Source excerpt
▼▼▼
Localizing "The Parent Trap" (part 1)

The following ties into two posts at A Motley Vision, "The Tragic Tell of Mormon Morality" by Tyler Chadwick and "LDS fiction, Mormon fiction" by William Morris. Specifically, supplementing Karl Keller's reasons for "Mormonism's lack or denial of a serious literary heritage": the lack of a uniquely identifiable culture.

As previously noted, my favorite television program right now is the NHK serial drama, Dan Dan. It's an extended (to cover a season's worth of plot) Japanese version of The Parent Trap, about twins separated at birth who discover each other on their eighteenth birthday.

Watching Dan Dan prompts me to think about how culture can accentuate "the same only different." I think a major selling point of anime and manga, for example, is experiencing familiar stories couched in unfamiliar settings that bring out unexpected, undiscovered aspects of the narrative.

The "big C" culture aspects in Dan Dan are obvious. One sister (Nozomi) is a maiko (apprentice geisha), living in Kyoto's Gion district. The dialect spoken by the Gion geisha is such that when playing Nozomi, Megumi has to stick to "Yes," "No," and "Thank you" to avoid giving herself away.

Japanese concepts of family duty and honor are leveraged to an extent that would still surprise American viewers. Screenwriters can have grandparents living with their children as a matter of course, and when Japanese apologize for really screwing up, they will kowtow. The visceral impact of this gesture cannot be underestimated.

Legal differences. When Megumi first suspects that her mother might be her stepmother, she only has to pay a small fee and get a copy of her koseki birth certificate (which records maternity and paternity) at the local government office. Plot developments delayed in the American version are brought immediately to the fore.
▲▲▲
Extracted data entries
▼▼▼
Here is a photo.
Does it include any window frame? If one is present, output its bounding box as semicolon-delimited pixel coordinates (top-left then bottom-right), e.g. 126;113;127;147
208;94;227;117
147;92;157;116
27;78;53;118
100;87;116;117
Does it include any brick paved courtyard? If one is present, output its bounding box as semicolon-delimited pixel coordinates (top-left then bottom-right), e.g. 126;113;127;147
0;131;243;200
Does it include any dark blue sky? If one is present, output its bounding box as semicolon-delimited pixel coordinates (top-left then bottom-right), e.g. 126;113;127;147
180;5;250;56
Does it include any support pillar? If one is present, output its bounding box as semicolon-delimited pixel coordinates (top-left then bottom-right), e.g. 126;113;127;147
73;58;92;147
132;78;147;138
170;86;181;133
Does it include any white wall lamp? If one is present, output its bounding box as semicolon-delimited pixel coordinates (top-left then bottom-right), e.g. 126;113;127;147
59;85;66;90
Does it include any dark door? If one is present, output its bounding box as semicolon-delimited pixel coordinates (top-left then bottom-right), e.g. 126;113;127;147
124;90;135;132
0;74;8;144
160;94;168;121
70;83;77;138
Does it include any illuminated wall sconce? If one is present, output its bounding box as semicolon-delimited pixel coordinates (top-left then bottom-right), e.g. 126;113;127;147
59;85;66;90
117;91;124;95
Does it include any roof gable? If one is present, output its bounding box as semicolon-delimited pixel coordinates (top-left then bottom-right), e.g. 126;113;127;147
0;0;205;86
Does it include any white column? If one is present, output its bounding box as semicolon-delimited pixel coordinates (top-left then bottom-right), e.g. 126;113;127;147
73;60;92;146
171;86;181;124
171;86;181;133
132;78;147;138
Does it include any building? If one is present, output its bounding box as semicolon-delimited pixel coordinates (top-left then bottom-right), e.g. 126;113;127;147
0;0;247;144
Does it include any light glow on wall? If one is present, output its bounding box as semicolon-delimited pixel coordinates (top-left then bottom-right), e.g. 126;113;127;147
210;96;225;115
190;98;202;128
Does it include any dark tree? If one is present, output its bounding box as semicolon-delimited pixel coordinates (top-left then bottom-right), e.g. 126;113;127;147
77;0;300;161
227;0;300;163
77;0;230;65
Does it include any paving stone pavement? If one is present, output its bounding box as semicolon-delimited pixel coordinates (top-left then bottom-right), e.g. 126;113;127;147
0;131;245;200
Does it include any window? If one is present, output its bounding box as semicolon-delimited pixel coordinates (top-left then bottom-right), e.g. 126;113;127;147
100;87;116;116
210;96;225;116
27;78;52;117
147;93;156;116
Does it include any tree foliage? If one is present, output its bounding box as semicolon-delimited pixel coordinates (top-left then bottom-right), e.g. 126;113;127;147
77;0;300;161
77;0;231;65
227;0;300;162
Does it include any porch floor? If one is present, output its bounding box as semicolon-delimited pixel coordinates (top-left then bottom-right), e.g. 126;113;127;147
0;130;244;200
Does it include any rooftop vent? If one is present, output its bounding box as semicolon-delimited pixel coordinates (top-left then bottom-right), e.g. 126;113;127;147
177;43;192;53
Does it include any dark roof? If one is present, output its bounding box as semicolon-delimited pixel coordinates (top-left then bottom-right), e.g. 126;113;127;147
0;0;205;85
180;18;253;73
▲▲▲
Task list
1. Translate this sentence from the excerpt on Dan Dan into Spanish: "One sister (Nozomi) is a maiko (apprentice geisha), living in Kyoto's Gion district."
2. Resume the essay on localizing The Parent Trap, carrying it on after its final sentence.

Answers given
1. Una de las hermanas (Nozomi) es una maiko (aprendiz de geisha) que vive en el distrito de Gion, en Kioto.

2.
Comparing the 1998 Disney version (which I quite like) with Dan Dan also brings to mind the differences between The Seven Samurai and The Magnificent Seven. The latter is not just a "remake" of the former, but an entire reimagining within the mythos of the American West.

Ditto Yojimbo and A Fistful of Dollars. But the Bruce Willis remake (Last Man Standing) is little more than a pale copy with the actors and sets changed. All Last Man Standing inspires in you is an appreciation for what Leone and Eastwood did with A Fistful of Dollars.

The point I'm getting at is summed up in a Bruce Jorgensen quote William Morris links to: "Maybe Mormonism itself has no 'essence' but only a story." I would clarify that it has no cultural essence. Namely, I'm hard pressed to imagine how an explicitly "Mormon" context would introduce that much of a difference here.

Ironically (because the church now disavows it), rich possibilities could be found in a polygamous setting. Otherwise, the dramatic "essence" contributed by a Mormon setting would be too subtle to detect. Are the unique cultural elements of Big Love (for example) the only kind recognized as such by non-Mormons?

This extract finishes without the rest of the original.